**Try it**
Reproduce the passage from the excerpt on Mary Elizabeth Lottridge and Johanna Heileman, starting at "Lottridge played by" and ending at "cherished, also succumbed.".

**Page excerpt**
○ ○ ○ ○ ○ ○ ○

Lottridge played by Sara Slayton
Stop #2: 
Dr. Mary Elizabeth Lottridge (1826-1906) used to accompany her father, a physician, on his house calls.  Through necessity she became a practioner, being one of the first women in the US (She added after '3' courses to become a physician.) She not only received a degree in medicine but also was licensed to practice surgery.  Despite saving so many, she grieved being unable to save her own 2 children from the fever and when remarried, her husband's son who she cherished, also succumbed.
Jill Pein as Johanna Heileman

 Stop #3: 
Johanna Bantle Heileman
 (1831-1917) of German descent workedas a maid in the Pabst mansion where she met and married a fellow German immigrant with the surname Heileman. You know the rest, they started another brewery, raised a family with 7 girls and one son. They always fed all the single men in town. There must have been some ulterior motive, don't you think?  After Johanna's husband passed, she was named President of the brewery, tripling its business and running it until she was 80, remaining on the board for 5 more years. Johanna was one of the first women CEO's in Wisconsin.

○ ○ ○ ○ ○ ○ ○

**Information**

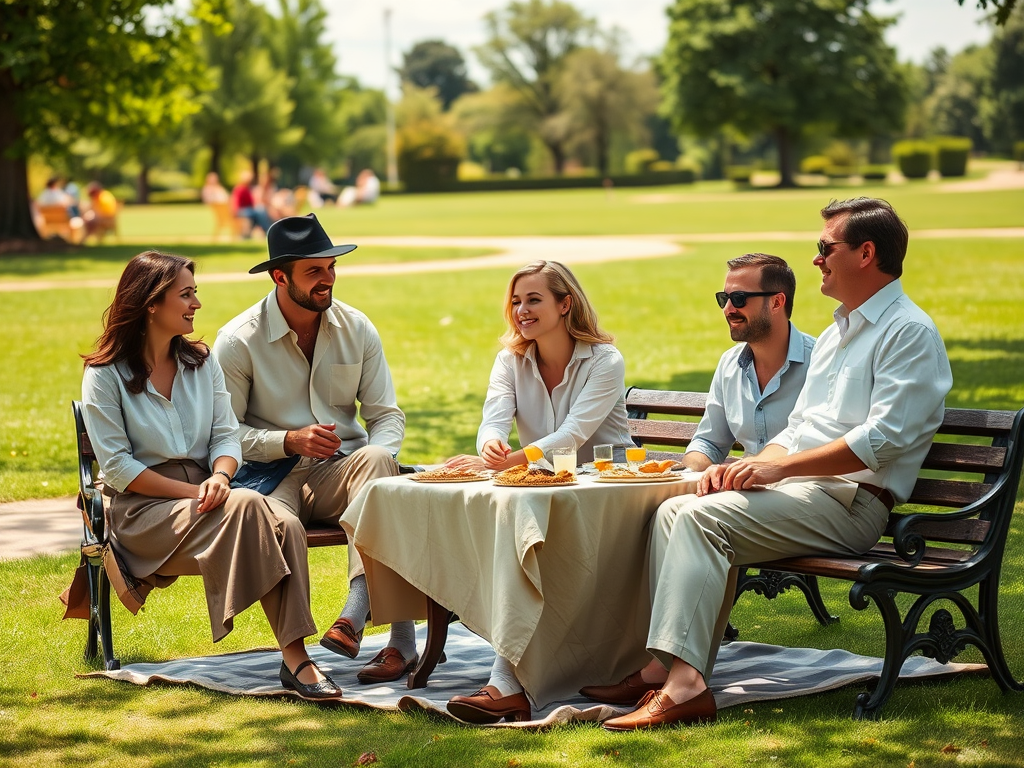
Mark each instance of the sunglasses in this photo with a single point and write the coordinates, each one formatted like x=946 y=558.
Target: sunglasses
x=824 y=249
x=738 y=298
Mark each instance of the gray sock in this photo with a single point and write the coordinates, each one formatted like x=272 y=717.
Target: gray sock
x=357 y=603
x=403 y=638
x=503 y=677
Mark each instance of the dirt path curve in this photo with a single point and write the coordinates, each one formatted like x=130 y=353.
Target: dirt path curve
x=516 y=251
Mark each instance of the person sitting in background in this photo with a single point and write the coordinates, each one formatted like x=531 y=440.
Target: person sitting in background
x=244 y=205
x=562 y=382
x=173 y=511
x=213 y=190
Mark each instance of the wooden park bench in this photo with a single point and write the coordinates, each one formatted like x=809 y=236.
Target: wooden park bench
x=949 y=538
x=95 y=539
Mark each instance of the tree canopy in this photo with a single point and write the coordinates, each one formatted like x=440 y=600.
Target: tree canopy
x=780 y=68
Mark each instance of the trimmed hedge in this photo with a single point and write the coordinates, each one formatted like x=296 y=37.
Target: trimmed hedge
x=913 y=158
x=683 y=176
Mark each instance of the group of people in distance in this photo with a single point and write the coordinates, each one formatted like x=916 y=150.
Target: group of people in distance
x=834 y=434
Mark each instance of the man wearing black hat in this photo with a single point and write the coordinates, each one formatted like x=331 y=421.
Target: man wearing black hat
x=296 y=365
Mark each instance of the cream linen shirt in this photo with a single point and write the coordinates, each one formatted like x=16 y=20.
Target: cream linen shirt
x=131 y=432
x=878 y=379
x=587 y=409
x=274 y=389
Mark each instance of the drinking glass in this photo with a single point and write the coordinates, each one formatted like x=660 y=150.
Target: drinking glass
x=603 y=457
x=564 y=459
x=635 y=457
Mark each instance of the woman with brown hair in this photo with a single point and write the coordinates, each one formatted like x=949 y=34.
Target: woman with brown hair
x=160 y=420
x=562 y=381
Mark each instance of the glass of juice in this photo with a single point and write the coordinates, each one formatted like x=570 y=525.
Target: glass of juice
x=564 y=459
x=635 y=457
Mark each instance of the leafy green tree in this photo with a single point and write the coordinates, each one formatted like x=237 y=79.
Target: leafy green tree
x=781 y=68
x=435 y=64
x=1005 y=121
x=601 y=98
x=526 y=47
x=70 y=70
x=295 y=39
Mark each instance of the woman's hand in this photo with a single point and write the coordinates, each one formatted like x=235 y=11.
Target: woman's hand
x=212 y=493
x=495 y=453
x=465 y=462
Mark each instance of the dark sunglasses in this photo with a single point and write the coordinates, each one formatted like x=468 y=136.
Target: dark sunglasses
x=824 y=249
x=738 y=298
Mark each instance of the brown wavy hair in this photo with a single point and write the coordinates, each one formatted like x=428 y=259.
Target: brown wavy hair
x=142 y=284
x=581 y=321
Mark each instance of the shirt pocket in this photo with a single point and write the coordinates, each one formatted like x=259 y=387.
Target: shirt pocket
x=344 y=384
x=852 y=397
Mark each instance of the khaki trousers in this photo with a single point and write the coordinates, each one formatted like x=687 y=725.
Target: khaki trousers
x=696 y=542
x=320 y=491
x=245 y=550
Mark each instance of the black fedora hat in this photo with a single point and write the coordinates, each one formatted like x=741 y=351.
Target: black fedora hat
x=298 y=238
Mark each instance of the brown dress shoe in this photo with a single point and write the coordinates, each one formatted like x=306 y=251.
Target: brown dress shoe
x=656 y=709
x=386 y=667
x=488 y=706
x=342 y=638
x=629 y=691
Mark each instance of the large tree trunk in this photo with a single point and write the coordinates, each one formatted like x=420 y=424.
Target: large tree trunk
x=15 y=214
x=783 y=140
x=142 y=184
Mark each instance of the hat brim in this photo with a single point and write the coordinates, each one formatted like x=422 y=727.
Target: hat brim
x=286 y=257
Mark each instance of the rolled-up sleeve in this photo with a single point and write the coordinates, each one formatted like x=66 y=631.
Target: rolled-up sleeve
x=911 y=377
x=104 y=422
x=500 y=404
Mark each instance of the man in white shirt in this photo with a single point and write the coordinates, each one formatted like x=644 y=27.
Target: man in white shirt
x=300 y=367
x=871 y=402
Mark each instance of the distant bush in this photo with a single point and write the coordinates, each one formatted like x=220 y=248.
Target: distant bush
x=816 y=164
x=639 y=161
x=913 y=158
x=951 y=155
x=875 y=172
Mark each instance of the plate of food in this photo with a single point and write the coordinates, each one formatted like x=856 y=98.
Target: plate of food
x=450 y=474
x=524 y=476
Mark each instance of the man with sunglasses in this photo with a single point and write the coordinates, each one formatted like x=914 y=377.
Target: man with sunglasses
x=871 y=402
x=756 y=383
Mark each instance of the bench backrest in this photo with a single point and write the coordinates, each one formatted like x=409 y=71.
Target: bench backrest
x=974 y=460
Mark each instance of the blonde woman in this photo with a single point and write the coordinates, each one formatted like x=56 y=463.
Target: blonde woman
x=562 y=382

○ ○ ○ ○ ○ ○ ○

**Response to the task**
Lottridge played by Sara Slayton
Stop #2: 
Dr. Mary Elizabeth Lottridge (1826-1906) used to accompany her father, a physician, on his house calls.  Through necessity she became a practioner, being one of the first women in the US (She added after '3' courses to become a physician.) She not only received a degree in medicine but also was licensed to practice surgery.  Despite saving so many, she grieved being unable to save her own 2 children from the fever and when remarried, her husband's son who she cherished, also succumbed.